▶ WHAT THE EXERCISE ASKS
Some of the lines below need repeating. Reproduce exactly those between the lines holding "search: yellow background?" and "search: man's mouth?", inclusive.
DATASET ENTRIES Start Marker
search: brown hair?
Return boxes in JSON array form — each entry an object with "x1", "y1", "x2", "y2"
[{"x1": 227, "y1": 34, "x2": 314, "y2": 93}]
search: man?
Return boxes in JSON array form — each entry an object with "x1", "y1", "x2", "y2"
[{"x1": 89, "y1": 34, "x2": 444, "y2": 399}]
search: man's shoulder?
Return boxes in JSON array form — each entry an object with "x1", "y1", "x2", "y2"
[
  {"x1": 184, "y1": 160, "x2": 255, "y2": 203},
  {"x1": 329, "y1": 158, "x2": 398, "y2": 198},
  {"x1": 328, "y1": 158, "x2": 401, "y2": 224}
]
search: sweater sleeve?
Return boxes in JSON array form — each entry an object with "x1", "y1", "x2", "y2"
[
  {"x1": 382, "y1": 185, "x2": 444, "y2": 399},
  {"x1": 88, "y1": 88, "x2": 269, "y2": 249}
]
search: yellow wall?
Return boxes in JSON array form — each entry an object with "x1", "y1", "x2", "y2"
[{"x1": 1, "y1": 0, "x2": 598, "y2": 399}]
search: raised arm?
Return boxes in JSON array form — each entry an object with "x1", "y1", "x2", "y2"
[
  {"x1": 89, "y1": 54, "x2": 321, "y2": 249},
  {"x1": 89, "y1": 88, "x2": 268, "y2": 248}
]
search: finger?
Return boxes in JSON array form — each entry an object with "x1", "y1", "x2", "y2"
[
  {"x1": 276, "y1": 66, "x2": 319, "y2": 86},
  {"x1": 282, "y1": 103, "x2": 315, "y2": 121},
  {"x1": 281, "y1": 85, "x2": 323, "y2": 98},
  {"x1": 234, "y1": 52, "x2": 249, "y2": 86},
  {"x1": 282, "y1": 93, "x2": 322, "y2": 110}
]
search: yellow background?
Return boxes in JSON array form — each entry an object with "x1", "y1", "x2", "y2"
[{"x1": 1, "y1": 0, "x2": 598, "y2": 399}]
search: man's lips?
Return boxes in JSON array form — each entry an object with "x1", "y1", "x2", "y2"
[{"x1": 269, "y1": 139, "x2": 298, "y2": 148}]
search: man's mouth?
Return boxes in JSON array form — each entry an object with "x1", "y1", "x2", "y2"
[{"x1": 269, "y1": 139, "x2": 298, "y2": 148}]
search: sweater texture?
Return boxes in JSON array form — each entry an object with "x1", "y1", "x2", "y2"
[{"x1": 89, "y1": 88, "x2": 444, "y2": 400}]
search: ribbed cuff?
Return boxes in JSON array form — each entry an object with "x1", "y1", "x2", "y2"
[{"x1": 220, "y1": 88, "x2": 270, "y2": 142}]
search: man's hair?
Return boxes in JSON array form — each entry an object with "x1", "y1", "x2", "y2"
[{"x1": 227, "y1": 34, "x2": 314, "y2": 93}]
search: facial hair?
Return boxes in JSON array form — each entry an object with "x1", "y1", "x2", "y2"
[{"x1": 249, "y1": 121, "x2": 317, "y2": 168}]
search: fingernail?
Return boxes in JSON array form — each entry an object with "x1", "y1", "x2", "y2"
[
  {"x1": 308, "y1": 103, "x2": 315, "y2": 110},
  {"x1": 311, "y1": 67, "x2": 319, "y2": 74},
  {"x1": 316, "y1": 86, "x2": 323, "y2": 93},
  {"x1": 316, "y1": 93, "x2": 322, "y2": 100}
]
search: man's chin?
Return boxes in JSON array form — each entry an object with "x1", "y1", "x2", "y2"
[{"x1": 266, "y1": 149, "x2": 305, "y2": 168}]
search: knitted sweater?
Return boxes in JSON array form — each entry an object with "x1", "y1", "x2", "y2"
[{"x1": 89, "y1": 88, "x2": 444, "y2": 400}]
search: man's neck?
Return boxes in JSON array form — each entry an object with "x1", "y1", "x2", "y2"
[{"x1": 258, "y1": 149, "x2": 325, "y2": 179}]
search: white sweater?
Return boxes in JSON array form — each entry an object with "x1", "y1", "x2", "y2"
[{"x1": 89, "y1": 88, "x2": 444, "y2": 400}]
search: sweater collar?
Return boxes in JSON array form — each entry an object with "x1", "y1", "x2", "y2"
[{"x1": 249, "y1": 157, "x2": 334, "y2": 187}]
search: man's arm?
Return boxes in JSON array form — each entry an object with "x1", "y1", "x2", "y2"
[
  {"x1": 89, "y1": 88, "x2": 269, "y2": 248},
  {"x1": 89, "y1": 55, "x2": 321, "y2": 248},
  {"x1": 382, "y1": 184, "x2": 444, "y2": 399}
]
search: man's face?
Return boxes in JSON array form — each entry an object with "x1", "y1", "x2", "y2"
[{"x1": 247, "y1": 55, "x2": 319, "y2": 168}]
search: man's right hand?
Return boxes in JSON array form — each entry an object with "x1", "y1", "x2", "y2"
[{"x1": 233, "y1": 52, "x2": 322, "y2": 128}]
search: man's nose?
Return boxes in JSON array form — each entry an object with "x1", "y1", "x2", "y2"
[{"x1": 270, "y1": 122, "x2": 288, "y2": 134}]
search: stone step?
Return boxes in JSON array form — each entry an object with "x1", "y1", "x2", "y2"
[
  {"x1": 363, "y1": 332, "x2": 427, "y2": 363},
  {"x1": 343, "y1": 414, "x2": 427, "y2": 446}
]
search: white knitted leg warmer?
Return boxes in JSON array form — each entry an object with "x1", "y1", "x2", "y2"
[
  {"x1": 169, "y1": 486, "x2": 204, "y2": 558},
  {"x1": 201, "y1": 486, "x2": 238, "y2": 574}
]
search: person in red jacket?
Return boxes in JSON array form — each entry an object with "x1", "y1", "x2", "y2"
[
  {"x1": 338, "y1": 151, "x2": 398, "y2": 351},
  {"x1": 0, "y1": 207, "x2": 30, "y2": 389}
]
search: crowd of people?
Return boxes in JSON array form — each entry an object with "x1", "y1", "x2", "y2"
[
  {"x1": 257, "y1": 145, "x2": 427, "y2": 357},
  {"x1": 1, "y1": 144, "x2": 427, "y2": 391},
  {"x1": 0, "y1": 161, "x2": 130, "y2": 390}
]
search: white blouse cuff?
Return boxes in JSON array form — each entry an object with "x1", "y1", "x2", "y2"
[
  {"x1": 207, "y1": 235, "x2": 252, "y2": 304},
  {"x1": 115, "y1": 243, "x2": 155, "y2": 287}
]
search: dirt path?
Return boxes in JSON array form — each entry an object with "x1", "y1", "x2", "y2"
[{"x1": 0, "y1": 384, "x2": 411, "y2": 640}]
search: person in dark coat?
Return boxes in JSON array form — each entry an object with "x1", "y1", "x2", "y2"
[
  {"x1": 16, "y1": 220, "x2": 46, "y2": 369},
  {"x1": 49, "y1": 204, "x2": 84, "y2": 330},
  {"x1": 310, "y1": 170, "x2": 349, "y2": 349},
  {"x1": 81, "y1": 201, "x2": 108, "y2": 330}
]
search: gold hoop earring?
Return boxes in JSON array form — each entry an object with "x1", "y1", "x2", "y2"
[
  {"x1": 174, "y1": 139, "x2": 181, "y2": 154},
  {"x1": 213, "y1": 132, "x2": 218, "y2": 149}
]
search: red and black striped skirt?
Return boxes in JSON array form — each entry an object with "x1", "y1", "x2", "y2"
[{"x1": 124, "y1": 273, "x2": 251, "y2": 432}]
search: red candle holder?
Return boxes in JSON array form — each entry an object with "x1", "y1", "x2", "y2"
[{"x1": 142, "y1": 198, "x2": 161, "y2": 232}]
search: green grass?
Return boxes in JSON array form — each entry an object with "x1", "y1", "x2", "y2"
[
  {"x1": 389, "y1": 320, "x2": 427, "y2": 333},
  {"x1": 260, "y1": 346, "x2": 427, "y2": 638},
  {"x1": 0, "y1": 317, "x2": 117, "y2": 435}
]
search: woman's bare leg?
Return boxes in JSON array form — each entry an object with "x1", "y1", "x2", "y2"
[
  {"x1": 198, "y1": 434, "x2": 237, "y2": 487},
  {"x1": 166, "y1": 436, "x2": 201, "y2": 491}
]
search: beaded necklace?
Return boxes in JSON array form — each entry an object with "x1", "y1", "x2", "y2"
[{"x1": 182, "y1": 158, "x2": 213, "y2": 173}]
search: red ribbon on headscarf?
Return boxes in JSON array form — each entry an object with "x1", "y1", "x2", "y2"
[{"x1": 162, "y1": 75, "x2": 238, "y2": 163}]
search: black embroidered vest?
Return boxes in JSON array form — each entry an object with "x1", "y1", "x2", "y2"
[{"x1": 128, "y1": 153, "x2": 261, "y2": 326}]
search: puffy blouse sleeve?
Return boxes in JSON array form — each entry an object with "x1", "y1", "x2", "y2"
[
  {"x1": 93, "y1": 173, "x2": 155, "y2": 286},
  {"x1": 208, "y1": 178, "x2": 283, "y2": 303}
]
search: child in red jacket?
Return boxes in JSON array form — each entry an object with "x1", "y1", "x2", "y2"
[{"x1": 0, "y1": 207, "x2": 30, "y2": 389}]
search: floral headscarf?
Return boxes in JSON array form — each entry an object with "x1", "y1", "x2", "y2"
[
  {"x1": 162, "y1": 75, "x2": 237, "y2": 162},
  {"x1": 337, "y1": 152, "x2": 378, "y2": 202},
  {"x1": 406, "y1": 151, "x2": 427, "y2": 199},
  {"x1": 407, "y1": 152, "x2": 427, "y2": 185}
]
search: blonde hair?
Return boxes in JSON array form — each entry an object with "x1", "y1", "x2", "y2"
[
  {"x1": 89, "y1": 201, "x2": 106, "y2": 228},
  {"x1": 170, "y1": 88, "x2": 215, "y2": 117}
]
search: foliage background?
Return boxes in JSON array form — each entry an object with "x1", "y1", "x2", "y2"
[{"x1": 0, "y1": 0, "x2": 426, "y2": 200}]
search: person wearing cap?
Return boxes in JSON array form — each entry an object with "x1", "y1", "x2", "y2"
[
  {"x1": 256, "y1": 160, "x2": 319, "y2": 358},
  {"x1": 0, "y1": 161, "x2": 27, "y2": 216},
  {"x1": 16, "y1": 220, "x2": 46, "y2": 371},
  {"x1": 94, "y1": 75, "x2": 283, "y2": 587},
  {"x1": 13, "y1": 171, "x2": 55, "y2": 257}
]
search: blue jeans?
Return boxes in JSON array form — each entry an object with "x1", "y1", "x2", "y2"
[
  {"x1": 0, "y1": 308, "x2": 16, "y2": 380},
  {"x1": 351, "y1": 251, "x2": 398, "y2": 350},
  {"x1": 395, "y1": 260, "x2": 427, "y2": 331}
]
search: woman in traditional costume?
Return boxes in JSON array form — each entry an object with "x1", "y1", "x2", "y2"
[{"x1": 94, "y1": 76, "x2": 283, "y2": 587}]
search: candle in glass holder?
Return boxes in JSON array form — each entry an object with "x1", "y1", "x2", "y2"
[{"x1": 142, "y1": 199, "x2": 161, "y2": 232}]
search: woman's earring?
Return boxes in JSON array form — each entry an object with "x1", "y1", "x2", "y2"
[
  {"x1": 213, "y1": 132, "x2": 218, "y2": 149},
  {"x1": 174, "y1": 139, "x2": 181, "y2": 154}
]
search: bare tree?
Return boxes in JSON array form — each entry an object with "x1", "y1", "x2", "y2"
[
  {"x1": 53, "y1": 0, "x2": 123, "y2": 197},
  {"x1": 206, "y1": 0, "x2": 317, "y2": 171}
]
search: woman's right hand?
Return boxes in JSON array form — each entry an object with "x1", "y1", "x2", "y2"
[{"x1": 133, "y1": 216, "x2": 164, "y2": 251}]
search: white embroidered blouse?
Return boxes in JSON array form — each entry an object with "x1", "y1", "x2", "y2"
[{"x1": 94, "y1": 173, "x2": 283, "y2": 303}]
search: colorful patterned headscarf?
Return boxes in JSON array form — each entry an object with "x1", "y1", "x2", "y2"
DATASET ENTRIES End Marker
▶ SOLVED PROBLEM
search: yellow background?
Return boxes in JSON array form — each entry an object with "x1", "y1", "x2", "y2"
[{"x1": 1, "y1": 0, "x2": 598, "y2": 399}]
search: man's lips?
Return boxes in JSON array form — each entry an object with "x1", "y1", "x2", "y2"
[{"x1": 269, "y1": 139, "x2": 298, "y2": 148}]
search: man's mouth?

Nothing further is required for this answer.